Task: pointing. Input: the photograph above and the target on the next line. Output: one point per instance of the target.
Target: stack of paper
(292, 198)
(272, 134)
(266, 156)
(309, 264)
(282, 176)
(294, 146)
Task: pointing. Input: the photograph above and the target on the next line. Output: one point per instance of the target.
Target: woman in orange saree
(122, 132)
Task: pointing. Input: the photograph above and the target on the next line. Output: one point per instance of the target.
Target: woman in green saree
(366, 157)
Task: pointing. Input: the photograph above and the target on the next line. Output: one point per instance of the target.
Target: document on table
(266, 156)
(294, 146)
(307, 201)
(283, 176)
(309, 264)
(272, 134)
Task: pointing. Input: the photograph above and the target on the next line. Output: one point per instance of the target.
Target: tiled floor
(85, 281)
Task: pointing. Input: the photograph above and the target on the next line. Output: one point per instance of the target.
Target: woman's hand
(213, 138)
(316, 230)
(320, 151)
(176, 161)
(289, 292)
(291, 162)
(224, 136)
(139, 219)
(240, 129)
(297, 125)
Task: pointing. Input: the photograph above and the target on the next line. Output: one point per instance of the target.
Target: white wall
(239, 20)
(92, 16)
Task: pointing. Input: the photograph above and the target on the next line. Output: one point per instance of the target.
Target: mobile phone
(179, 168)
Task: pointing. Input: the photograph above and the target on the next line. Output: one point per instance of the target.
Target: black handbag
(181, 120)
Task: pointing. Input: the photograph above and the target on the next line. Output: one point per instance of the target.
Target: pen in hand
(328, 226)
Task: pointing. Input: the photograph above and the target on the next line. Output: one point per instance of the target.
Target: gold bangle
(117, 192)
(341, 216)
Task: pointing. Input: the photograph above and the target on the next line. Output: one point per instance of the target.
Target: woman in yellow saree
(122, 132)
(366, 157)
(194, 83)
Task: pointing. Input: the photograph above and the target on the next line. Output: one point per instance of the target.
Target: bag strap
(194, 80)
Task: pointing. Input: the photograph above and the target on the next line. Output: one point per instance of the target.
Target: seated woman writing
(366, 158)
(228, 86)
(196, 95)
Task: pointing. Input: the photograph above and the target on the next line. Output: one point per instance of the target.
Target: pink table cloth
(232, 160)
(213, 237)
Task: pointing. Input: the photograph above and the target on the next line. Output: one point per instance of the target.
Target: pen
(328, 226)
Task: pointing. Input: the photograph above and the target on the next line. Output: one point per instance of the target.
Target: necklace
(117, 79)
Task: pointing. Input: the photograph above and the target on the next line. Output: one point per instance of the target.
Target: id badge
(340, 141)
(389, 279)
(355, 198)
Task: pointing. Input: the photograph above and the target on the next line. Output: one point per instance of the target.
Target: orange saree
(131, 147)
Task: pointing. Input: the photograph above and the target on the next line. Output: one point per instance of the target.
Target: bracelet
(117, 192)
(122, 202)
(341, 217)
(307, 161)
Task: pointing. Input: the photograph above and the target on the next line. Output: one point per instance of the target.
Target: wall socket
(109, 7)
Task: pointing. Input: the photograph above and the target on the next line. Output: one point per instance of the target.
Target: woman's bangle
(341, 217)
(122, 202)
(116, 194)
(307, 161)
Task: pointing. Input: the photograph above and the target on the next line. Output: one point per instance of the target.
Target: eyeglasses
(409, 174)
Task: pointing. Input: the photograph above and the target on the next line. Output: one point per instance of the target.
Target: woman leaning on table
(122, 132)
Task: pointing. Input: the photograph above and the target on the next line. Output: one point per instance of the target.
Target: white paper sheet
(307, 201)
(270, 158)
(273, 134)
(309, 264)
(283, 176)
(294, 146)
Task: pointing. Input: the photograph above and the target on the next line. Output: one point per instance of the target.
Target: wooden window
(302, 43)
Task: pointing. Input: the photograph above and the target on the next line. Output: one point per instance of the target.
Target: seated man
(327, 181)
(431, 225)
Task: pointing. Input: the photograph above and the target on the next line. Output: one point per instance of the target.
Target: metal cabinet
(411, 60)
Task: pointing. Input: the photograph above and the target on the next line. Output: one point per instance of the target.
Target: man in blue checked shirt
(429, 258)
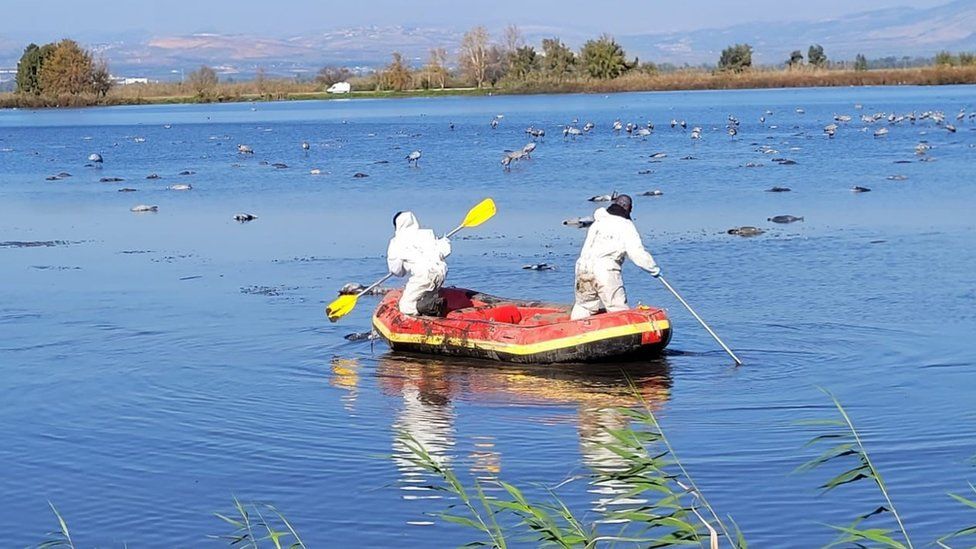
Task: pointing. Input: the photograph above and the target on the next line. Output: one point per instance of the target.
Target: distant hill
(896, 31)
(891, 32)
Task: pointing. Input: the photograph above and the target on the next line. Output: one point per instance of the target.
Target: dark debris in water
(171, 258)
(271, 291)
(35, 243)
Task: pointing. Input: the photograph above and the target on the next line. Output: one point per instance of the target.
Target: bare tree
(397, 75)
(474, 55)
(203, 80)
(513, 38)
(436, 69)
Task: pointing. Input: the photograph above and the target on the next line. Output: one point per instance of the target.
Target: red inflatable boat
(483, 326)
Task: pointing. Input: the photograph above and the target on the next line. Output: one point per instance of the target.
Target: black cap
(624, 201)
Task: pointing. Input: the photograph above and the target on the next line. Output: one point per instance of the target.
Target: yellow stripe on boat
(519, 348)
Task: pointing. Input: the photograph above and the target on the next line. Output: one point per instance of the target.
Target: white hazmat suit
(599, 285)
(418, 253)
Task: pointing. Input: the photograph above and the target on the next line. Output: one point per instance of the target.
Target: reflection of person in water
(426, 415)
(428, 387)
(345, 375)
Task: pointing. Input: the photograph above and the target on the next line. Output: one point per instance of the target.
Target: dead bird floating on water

==

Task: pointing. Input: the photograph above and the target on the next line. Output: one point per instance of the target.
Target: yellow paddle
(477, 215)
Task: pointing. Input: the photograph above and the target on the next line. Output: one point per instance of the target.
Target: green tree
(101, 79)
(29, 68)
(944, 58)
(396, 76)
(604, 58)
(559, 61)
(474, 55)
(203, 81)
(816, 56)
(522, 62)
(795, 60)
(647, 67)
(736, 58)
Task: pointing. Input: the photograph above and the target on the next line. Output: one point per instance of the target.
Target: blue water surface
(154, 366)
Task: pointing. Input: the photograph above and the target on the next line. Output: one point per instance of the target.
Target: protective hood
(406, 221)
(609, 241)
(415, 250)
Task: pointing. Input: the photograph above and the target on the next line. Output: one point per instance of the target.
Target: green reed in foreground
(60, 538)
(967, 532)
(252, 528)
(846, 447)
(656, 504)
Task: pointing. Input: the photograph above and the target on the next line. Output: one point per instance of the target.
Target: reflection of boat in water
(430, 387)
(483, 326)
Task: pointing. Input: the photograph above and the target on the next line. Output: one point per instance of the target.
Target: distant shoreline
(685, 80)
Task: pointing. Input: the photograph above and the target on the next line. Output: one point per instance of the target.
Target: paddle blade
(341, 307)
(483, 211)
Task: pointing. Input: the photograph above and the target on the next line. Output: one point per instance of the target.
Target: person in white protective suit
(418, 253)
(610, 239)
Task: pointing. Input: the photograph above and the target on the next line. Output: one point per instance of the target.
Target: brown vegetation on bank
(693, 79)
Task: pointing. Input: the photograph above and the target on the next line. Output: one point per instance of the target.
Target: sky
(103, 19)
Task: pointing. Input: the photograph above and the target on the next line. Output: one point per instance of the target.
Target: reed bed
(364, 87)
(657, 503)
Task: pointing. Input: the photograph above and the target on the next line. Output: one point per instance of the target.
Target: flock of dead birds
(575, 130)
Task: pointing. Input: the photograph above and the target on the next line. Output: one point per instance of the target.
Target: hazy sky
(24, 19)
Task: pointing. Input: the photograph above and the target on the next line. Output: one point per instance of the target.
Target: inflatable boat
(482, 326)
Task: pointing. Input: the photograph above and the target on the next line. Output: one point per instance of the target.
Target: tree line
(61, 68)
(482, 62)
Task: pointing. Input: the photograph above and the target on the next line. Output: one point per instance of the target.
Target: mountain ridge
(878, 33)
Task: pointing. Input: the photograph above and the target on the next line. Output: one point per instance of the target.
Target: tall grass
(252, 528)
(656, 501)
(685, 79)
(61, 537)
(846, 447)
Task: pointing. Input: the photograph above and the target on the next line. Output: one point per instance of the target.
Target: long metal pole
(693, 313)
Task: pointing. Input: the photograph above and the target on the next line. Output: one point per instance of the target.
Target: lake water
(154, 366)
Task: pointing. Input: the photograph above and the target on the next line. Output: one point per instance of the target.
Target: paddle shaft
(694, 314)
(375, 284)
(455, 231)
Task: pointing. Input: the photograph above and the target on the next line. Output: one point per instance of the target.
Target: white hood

» **INSTRUCTIONS FOR THE TASK**:
Locate every line in the items above that contains the string "wall" and copy each one out. Case counts.

» **CORRECT RESULT**:
Target: white wall
Target: wall socket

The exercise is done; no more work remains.